Copy the records below word for word, starting at the line containing "343, 145, 582]." and ending at the line containing "[187, 88, 247, 103]". Leave the pictures out of your answer.

• _Records supplied_:

+++

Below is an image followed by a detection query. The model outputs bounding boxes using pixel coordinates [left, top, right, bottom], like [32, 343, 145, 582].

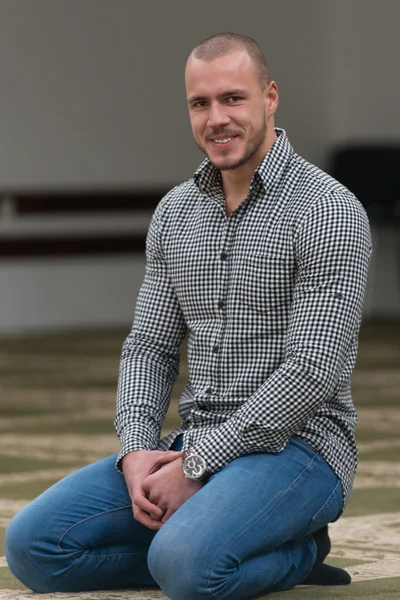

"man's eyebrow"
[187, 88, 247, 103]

+++

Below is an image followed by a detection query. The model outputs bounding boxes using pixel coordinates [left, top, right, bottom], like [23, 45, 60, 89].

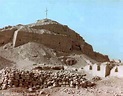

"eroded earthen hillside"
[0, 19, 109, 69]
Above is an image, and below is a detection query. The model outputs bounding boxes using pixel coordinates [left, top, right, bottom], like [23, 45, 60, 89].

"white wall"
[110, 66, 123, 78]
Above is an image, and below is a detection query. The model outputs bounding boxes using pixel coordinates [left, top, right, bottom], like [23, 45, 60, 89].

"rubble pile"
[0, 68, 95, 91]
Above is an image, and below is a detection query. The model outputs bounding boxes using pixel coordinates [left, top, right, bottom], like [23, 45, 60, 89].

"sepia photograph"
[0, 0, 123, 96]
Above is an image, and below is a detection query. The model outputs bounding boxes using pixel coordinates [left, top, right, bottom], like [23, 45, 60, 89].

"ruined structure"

+++

• _Response below_:
Below is an image followed by a detection query. The model outputs bounding boxes using pixel coordinates [left, top, right, bottom], like [32, 343, 145, 582].


"man's eyebrow"
[187, 88, 247, 103]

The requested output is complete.